## Passage
The vote that will give people the power to decide the outcome of the referendum is the most important decision of their lifetimes—especially those of young people. Within the European Union they will be able to direct the future of climate change and tackle questions of war, peace, prosperity, refugees and much else. We have only a few days before the referendum will take place. The vote will affect every one of us, but it will affect young people for even longer because they are younger. It will affect their entire lives, so the turnout of students and young people will be vital.
Of course, in a referendum every vote counts. As one of the many organisations working to register voters, Bite The Ballot hopes to register 5 million—no, sorry, that would be ambitious—500,000 new voters in the next few days, and is co-ordinating a week-long campaign to raise awareness about the EU referendum and the consequences of an in or out vote. It is trying to mobilise unrepresented youth groups to register to vote—the 4 million people who are not registered at the moment. As part of an eight-day campaign between 31 May and 7 June, certain groups of society will be targeted on certain days. There will be different themes. One day will be dedicated to faith groups, with calls to action to community faith leaders to encourage congregations to register. Another will be dedicated to students, encouraging them to register a friend or apply for a postal vote—and I am sure that social media will be much in evidence.
We have two weeks. The deadline is 7 June for people who want to register to vote, and we want to register the largest number possible. I know that the Minister agrees with everything I have said and will do everything in his power to ensure that the highest number of people are enabled to vote. I will quote again for them:
“Voting in our first free and fair election has begun”.
For them, 7 June—or, you might say, 23 June—will mark the dawn of a new freedom.

## Tasks and exercises
1. Decide whether each statement agrees with the passage: (a) Bite The Ballot hopes to register 500,000 new voters; (b) the registration deadline is 23 June; (c) one campaign day is set aside for faith groups. For each, give yes or no and quote the words from the passage that decide it.
2. Locate every line in the rows below that contains the string "bear", and copy each of those lines in full.

## Data section
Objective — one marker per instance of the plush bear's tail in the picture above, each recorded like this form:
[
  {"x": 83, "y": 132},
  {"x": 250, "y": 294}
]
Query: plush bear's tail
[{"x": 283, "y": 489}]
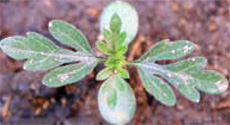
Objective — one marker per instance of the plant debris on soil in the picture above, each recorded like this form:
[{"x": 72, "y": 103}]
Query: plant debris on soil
[{"x": 24, "y": 100}]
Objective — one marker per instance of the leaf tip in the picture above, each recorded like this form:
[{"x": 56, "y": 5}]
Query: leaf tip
[{"x": 50, "y": 24}]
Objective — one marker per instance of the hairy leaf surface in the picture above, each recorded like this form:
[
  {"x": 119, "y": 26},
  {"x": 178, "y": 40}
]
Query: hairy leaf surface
[
  {"x": 116, "y": 100},
  {"x": 68, "y": 74},
  {"x": 187, "y": 76},
  {"x": 158, "y": 88},
  {"x": 128, "y": 16},
  {"x": 165, "y": 50},
  {"x": 40, "y": 51},
  {"x": 67, "y": 34}
]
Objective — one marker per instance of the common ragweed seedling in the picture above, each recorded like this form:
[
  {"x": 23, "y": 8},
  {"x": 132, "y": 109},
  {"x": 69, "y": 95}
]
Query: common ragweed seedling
[{"x": 116, "y": 100}]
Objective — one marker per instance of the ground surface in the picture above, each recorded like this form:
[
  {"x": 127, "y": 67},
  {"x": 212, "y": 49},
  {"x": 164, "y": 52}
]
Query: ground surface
[{"x": 24, "y": 100}]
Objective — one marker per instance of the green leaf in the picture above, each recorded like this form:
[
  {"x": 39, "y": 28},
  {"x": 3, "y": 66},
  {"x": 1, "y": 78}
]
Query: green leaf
[
  {"x": 208, "y": 81},
  {"x": 104, "y": 74},
  {"x": 158, "y": 88},
  {"x": 116, "y": 101},
  {"x": 123, "y": 73},
  {"x": 121, "y": 40},
  {"x": 128, "y": 17},
  {"x": 67, "y": 34},
  {"x": 40, "y": 51},
  {"x": 186, "y": 76},
  {"x": 122, "y": 50},
  {"x": 102, "y": 46},
  {"x": 115, "y": 24},
  {"x": 107, "y": 34},
  {"x": 67, "y": 74},
  {"x": 165, "y": 50}
]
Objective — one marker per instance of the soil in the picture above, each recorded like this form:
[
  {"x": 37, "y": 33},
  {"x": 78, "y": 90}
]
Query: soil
[{"x": 24, "y": 100}]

## Worked solutions
1.
(a) Yes: "500,000 new voters in the next few days"
(b) No: "The deadline is 7 June for people who want to register to vote"
(c) Yes: "One day will be dedicated to faith groups"

2.
Objective — one marker per instance of the plush bear's tail in the picture above, each recorded like this form:
Query: plush bear's tail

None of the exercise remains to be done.